##### Records
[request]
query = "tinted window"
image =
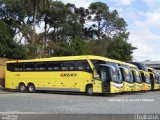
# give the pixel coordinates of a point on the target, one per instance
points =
(29, 66)
(10, 66)
(54, 66)
(68, 65)
(18, 67)
(14, 67)
(83, 66)
(96, 64)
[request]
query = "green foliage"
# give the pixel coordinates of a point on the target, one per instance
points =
(121, 50)
(8, 47)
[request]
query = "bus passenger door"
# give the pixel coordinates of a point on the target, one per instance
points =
(105, 77)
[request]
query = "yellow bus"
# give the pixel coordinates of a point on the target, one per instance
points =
(90, 74)
(154, 78)
(158, 76)
(144, 74)
(127, 77)
(137, 77)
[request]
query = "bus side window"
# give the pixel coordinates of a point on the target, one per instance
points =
(68, 65)
(54, 66)
(29, 66)
(10, 66)
(41, 66)
(143, 77)
(18, 67)
(83, 66)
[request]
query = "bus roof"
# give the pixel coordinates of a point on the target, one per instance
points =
(83, 57)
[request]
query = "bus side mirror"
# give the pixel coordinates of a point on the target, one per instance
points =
(95, 75)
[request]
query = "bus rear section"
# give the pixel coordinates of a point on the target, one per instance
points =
(144, 74)
(127, 77)
(138, 84)
(156, 78)
(2, 71)
(109, 73)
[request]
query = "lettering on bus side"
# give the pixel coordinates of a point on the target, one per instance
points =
(68, 75)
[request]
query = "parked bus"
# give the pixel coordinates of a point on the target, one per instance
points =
(127, 77)
(2, 71)
(158, 75)
(90, 74)
(144, 74)
(137, 77)
(154, 78)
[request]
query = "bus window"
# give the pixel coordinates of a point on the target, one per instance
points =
(41, 66)
(29, 66)
(54, 66)
(83, 66)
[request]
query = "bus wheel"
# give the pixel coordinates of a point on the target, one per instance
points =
(31, 88)
(89, 90)
(22, 87)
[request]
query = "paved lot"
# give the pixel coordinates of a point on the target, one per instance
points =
(62, 103)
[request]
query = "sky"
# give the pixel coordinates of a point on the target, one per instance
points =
(143, 19)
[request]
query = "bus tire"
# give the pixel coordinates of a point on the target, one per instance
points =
(22, 87)
(89, 90)
(31, 88)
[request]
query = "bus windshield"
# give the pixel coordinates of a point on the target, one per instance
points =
(147, 78)
(116, 74)
(129, 75)
(138, 77)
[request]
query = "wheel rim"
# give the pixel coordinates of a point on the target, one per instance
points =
(31, 88)
(90, 91)
(22, 88)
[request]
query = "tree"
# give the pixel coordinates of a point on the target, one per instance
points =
(8, 47)
(121, 50)
(106, 23)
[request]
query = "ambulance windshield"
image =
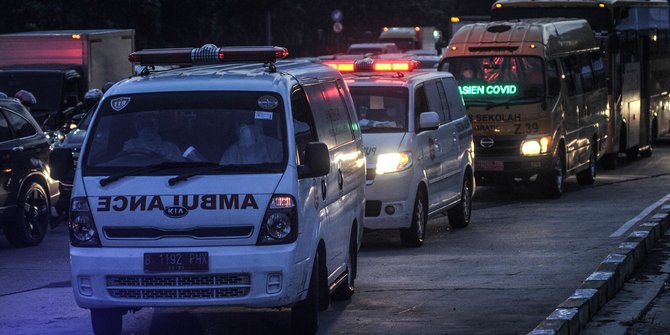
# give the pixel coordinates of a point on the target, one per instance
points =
(241, 131)
(496, 79)
(381, 109)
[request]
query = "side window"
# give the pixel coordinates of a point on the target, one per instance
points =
(434, 101)
(5, 133)
(552, 76)
(320, 110)
(598, 67)
(303, 125)
(586, 72)
(420, 103)
(21, 126)
(443, 98)
(456, 107)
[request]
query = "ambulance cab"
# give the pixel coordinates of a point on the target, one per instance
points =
(418, 145)
(236, 179)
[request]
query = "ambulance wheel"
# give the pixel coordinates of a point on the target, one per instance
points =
(413, 236)
(347, 288)
(32, 217)
(459, 216)
(107, 321)
(551, 183)
(588, 176)
(305, 314)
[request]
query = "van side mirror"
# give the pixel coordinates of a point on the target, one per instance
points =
(61, 164)
(428, 121)
(317, 161)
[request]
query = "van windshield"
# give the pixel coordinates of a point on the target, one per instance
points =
(241, 131)
(381, 109)
(489, 80)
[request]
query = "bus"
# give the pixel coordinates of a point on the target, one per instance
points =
(536, 94)
(635, 42)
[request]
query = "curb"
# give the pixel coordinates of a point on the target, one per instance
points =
(602, 285)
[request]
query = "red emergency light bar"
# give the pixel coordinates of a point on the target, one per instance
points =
(341, 66)
(376, 65)
(208, 54)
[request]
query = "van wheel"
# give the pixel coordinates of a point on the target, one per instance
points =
(305, 314)
(107, 321)
(347, 288)
(588, 176)
(551, 183)
(459, 216)
(413, 236)
(32, 217)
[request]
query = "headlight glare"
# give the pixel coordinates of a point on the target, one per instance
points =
(393, 162)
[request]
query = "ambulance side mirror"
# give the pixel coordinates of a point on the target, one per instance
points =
(316, 162)
(61, 164)
(428, 121)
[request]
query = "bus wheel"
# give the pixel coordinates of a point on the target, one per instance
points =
(551, 183)
(588, 176)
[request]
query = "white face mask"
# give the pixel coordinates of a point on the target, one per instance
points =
(247, 136)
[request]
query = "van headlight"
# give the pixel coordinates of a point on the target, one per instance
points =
(393, 162)
(535, 145)
(83, 232)
(280, 223)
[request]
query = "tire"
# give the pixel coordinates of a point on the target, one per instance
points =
(347, 288)
(552, 183)
(107, 321)
(414, 236)
(305, 314)
(609, 161)
(32, 217)
(588, 176)
(459, 216)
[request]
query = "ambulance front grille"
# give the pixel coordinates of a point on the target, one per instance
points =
(179, 287)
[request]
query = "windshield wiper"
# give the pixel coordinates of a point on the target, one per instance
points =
(240, 168)
(153, 167)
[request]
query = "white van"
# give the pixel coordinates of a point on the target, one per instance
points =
(418, 146)
(218, 185)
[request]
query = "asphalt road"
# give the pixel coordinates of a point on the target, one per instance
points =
(521, 256)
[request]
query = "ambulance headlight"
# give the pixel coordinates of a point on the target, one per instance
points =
(280, 223)
(393, 162)
(535, 146)
(82, 228)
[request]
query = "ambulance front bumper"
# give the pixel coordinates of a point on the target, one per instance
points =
(250, 276)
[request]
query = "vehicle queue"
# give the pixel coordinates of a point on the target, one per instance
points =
(261, 198)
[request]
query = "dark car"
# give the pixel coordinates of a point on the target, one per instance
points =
(26, 190)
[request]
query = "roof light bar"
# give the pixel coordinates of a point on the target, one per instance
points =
(208, 54)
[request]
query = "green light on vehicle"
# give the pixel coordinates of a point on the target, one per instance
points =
(488, 89)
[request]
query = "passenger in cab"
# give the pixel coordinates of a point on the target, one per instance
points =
(252, 146)
(149, 140)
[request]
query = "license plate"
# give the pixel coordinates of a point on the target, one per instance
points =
(488, 165)
(176, 261)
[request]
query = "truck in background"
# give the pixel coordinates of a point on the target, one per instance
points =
(412, 38)
(59, 66)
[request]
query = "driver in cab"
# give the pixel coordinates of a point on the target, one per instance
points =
(149, 141)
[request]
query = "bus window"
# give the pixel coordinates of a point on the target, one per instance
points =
(552, 79)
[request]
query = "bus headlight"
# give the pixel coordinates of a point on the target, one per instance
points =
(535, 146)
(393, 162)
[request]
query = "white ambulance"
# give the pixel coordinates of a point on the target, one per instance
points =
##########
The expected result is a copy of each line in the records where "side" appears.

query = "bus side window"
query = "bus side mirror"
query = "lettering on bus side"
query = "side window"
query = "van side mirror"
query = "ambulance side mirror"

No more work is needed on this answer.